### Task to carry out
Copy all of the material below word for word, leaving out the pictures.

### Records supplied
■ ■ ■ ■

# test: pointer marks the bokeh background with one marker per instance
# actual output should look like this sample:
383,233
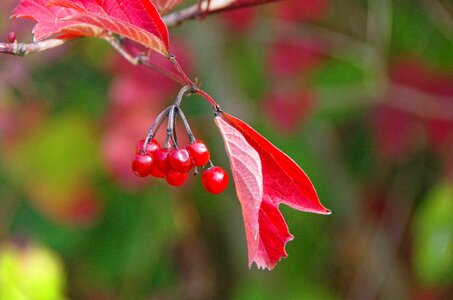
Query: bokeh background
359,93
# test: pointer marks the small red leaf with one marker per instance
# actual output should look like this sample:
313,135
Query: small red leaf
137,20
164,6
279,180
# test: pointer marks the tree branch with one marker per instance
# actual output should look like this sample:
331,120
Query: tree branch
22,49
208,7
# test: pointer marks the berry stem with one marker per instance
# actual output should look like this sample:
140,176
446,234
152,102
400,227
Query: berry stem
170,128
186,125
205,95
179,69
181,93
155,126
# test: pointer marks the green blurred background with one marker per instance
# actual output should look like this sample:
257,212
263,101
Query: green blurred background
359,93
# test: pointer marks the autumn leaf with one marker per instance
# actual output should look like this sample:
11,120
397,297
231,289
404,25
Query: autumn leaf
164,6
265,177
137,20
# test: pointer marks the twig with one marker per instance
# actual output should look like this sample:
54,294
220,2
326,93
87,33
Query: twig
207,7
142,59
22,49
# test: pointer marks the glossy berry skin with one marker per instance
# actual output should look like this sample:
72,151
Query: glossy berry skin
161,161
12,37
175,178
155,172
180,160
142,164
151,147
199,152
214,180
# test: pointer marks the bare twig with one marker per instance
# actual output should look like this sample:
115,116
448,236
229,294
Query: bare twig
208,7
21,49
141,59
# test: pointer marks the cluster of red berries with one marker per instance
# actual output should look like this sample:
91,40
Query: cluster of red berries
175,164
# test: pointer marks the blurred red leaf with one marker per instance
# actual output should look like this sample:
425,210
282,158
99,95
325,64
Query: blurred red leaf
303,10
265,177
289,108
164,6
137,20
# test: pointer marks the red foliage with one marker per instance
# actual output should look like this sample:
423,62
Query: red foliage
288,109
137,20
265,177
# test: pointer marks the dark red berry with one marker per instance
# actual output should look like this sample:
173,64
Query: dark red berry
180,160
161,161
175,178
214,180
151,147
142,164
12,37
199,152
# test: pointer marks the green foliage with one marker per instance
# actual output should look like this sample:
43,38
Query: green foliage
433,236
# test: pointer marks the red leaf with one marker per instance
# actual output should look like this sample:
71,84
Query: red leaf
137,20
164,6
260,170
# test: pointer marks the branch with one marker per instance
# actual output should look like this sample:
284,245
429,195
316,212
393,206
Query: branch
22,49
141,59
208,7
202,9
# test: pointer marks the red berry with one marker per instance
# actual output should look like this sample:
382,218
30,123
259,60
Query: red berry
155,172
214,180
175,178
12,37
180,160
161,161
199,152
142,164
151,147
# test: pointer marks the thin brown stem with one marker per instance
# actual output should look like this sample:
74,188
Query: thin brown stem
180,70
207,7
142,59
22,49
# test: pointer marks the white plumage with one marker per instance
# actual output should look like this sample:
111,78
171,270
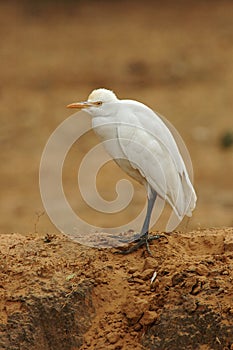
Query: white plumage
143,146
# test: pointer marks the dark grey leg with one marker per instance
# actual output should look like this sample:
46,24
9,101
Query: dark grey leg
150,205
143,238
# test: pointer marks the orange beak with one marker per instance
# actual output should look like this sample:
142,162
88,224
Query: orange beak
80,105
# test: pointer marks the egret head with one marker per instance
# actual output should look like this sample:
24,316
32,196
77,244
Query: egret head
96,100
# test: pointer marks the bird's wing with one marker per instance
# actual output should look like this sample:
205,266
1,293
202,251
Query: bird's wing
150,147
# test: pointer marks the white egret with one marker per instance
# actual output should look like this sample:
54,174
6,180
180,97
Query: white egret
143,146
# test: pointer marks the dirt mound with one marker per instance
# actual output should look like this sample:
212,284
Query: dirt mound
56,294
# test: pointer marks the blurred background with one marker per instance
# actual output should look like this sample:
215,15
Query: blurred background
175,56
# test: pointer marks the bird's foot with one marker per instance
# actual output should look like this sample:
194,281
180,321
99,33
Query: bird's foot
139,242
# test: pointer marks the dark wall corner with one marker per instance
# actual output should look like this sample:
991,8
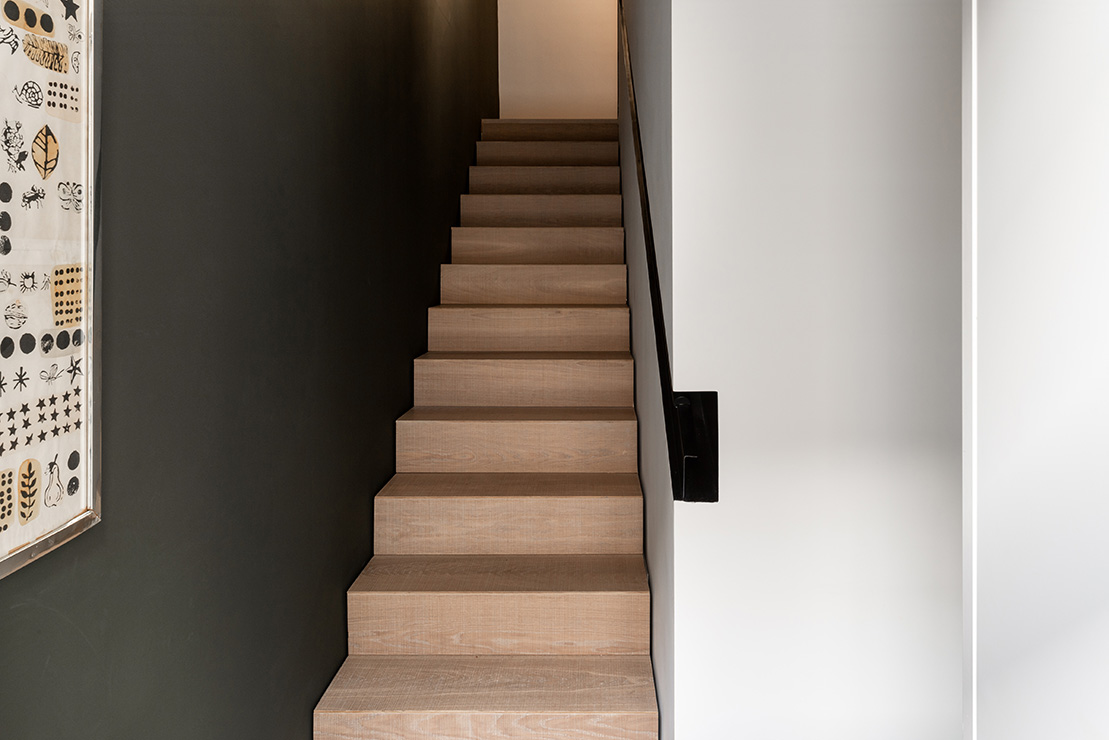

■ ■ ■ ■

### Exercise response
# test: pointer marks the bokeh background with one marker per instance
# actual output should look like this sample:
383,233
Query: bokeh background
359,93
# test: pointer marks the small red leaf with one marker per instance
# actual output should look like this sample:
313,135
Query: small red leaf
137,20
164,6
279,180
# test: pointer marks the tree branch with one marker per instance
# actual output should look like this sample:
331,120
Query: tree branch
22,49
208,7
# test: pointer marks the berry stem with one marker per instance
# actual output should look like this sample:
140,176
446,234
152,102
400,227
Query: berry stem
170,128
186,125
205,95
179,69
181,93
155,126
# test: pointer marks the green blurred background with one marker per instance
# actual output should look like this sample:
257,212
263,101
Query: green blurred background
359,93
# test: pointer marks the autumn leaf with one marker per instance
# actual output should look like this sample:
11,120
397,297
231,289
404,25
Query: autumn leaf
164,6
265,177
137,20
# test: pointer marks the twig with one marker per instance
# actual output should look like this sample:
54,294
220,2
326,93
87,33
Query: twig
207,7
142,59
22,49
# test: pointer marks the glossy berry skin with one marker per instance
# actual output should look like this sample:
72,151
Query: glossy berry skin
161,161
12,37
175,178
155,172
180,160
142,164
151,147
199,152
214,180
# test: pointer marks the bare twig with one marker per instance
# actual output should look like this sample:
115,116
448,236
229,294
Query: bare twig
208,7
21,49
141,59
# test: pointer marks the cluster of red berries with one marker per instance
# actual output should look like this sample:
91,40
Query: cluster of red berries
175,164
# test: pointer marks the blurred red leaf with one marker per instance
# actual output should look like this sample:
425,210
282,158
99,95
325,64
Query: blurred red leaf
303,10
265,177
289,108
164,6
137,20
# test: pointer marks the red foliage with one marker per instance
# actual output should look like this sample:
423,62
Query: red foliage
288,109
137,20
265,177
# test: pointer marks the dark red berry with one marker per instance
# actual output should look like this sample:
173,64
Query: dark red berry
180,160
161,161
175,178
214,180
151,147
142,164
12,37
199,152
# test: pointer marks the green foliage with one marker per instance
# actual output should look like this sample:
43,38
Query: green foliage
433,236
# test: pointer marks the red leaf with one marker per instance
# actual output should look like this sample:
71,84
Query: red leaf
137,20
164,6
260,170
# test: pointer marks the branch with one marker per instance
# actual output should look like this sample:
284,245
429,195
316,212
393,206
Query: branch
22,49
141,59
208,7
202,9
# test: pointer marks the red berry with one marker per instance
# actual output should look like this sample:
382,218
30,123
259,60
Query: red berry
155,172
214,180
175,178
12,37
180,160
161,161
199,152
142,164
151,147
# test: pointer marks the thin brown stem with one marker per instance
# actual output should look like this sample:
74,188
Query: thin brown stem
180,70
207,7
142,59
22,49
# test: pointer marks the white plumage with one marker per instance
# actual output should look like this sample:
111,78
171,270
Query: white plumage
143,146
# test: pointer marks the dark grey leg with one marker per instance
# actual output should look like this sample:
46,24
9,101
Query: dark grey leg
150,205
143,238
# test: pointer marks the orange beak with one marker per instance
# actual output should look like this sample:
142,162
88,224
Query: orange beak
80,105
# test: pointer marks the egret head with one marker per instance
# actual output should look like this sample:
24,316
32,196
77,244
Query: egret head
96,100
# test: pointer marks the bird's wing with one marker per instance
# actual output should look like this sample:
205,266
1,293
202,251
Query: bird's wing
150,147
# test: pointer marks the white egret with one marker per instance
# actual output should look like this sample:
54,174
6,180
180,97
Query: white egret
143,146
# test: pointer marks the dirt mound with one marker per instance
# actual output should look like this sample:
212,284
Query: dirt mound
56,294
# test: pointer marks the blurred background with one marker per instance
# actual output should look like this sample:
215,15
Query: blurred background
175,56
# test: pointer marks the bird's foot with one marker per instance
# actual output should look like this sample:
194,281
180,321
99,33
Query: bird's foot
139,242
# test: pointer marks the dark wall corner with one marker per instance
# actual output should look like this sample:
991,8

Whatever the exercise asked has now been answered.